■ **WORK TO DO**:
Shift every x and y coordinate in the answers of the listing below up by 97. Write out all of its lines again, requests included.

■ **ROWS**:

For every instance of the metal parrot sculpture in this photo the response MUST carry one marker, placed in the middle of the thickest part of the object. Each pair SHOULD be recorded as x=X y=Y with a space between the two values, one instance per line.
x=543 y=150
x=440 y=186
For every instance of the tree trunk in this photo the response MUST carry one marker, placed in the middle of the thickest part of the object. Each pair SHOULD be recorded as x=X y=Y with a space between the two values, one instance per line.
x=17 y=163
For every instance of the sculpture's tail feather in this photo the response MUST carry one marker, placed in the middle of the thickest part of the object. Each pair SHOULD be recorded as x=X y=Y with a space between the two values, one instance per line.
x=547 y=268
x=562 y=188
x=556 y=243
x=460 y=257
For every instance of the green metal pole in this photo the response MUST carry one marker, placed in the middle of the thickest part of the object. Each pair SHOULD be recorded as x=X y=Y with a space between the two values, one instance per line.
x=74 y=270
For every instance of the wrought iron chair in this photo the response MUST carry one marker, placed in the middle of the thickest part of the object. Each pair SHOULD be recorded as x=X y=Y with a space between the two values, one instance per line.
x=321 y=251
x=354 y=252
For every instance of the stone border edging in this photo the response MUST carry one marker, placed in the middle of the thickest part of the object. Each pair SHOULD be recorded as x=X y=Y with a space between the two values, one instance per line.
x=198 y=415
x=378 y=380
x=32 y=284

■ **COMPLETE ANSWER**:
For every instance of the metal parrot sculpture in this photo the response MUST carry one marker, placed in the middle of the thickest part of the object. Each pair SHOULD be recorded as x=X y=Y with a space between the two values, one instance per line.
x=640 y=247
x=537 y=283
For every instance of the tree trunk in this photo the response MUST carry one marker, placed in the middle of the thickest part of the object. Each pair SHOULD be recorded as x=X y=Y with a space between the two values, one instance per line.
x=114 y=260
For every instance of the sculpture's tail feather in this photo the response MUST carry one marker, placed in the middle of the thickest part of the object. Each pair SHOULD be recorded as x=X y=Y with a space between the two values, one instance per line.
x=644 y=365
x=659 y=285
x=653 y=340
x=557 y=354
For every instance of the green metal pole in this photo the response MUST carry one marker, placed in the middle of the thickest part of the object. Each pair SHOULD be recorded as x=X y=Y with a space between the two values, one instance per line.
x=171 y=367
For every instance of the wrought iron chair in this photo the response MUST carry one marker, placed in the middle of the thickest part of the object. Each pair SHOULD be recorded as x=X y=Y with a space between the two values, one instance per line.
x=418 y=348
x=451 y=349
For every instance of the stone border edging in this photo the response MUST carry one marker, placed in the middle of the thickest part of the object. Each pair SHOULD be recorded as x=X y=Y with a space between the two values, one instance per line.
x=295 y=512
x=475 y=477
x=129 y=381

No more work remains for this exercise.